Exercise instructions:
**A.** Transcribe everything in the DAMON passage from "DAMON as a system" down to "DAMON-based solutions.".
**B.** According to the DAMON passage, how much disk space did the recording-based analysis consume per 20 minutes?
**C.** Carry on writing the DAMON passage from the point where it stops.

Page extract:
For this analysis, DAMON used only 0.3-1% of single CPU time.  Because we
used recording-based analysis, it consumed about 3-12 MB of disk space per
20 minutes.  This is only small amount of disk space, but we can further
reduce the disk usage by using non-recording-based DAMON features.  I'd
like to argue that only DAMON can do such detailed analysis (finding 4KB
highest region in 70GB memory) with the light overhead.

DAMON as a system optimization tool
-----------------------------------

We also found below potential performance problems on the systems and made
DAMON-based solutions.

The system doesn't want to make the workload suffer from the page
reclamation and thus it utilizes enough DRAM but no swap device.  However,
we found the system is actively reclaiming file-backed pages, because the
system has intensive file IO.  The file IO turned out to be not
performance critical for the workload, but the customer wanted to ensure
performance critical file-backed pages like code section to not mistakenly
be evicted.

Using direct IO should or `mlock()` would be a straightforward solution,
but modifying the user space code is not easy for the customer.
Alternatively, we could use DAMON-based operation scheme[1].  By using it,
we can ask DAMON to track access frequency of each region and make
'process_madvise(MADV_WILLNEED)[2]' call for regions having specific size
and access frequency for a time interval.

Given data:

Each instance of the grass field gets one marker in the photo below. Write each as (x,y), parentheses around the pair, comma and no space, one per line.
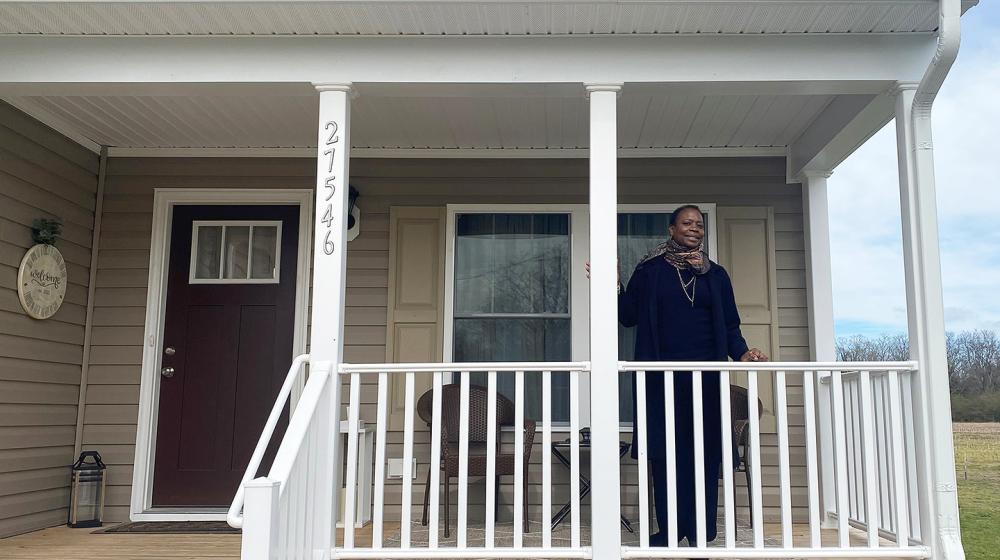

Results of the exercise:
**A.**
DAMON as a system optimization tool
-----------------------------------

We also found below potential performance problems on the systems and made
DAMON-based solutions.

**B.** About 3-12 MB.

**C.**
We also found the system is having high number of TLB misses.  We tried
'always' THP enabled policy and it greatly reduced TLB misses, but the
page reclamation also been more frequent due to the THP internal
fragmentation caused memory bloat.  We could try another DAMON-based
operation scheme that applies 'MADV_HUGEPAGE' to memory regions having
>=2MB size and high access frequency, while applying 'MADV_NOHUGEPAGE' to
regions having <2MB size and low access frequency.

We do not own the systems so we only reported the analysis results and
possible optimization solutions to the customers.  The customers satisfied
about the analysis results and promised to try the optimization guides.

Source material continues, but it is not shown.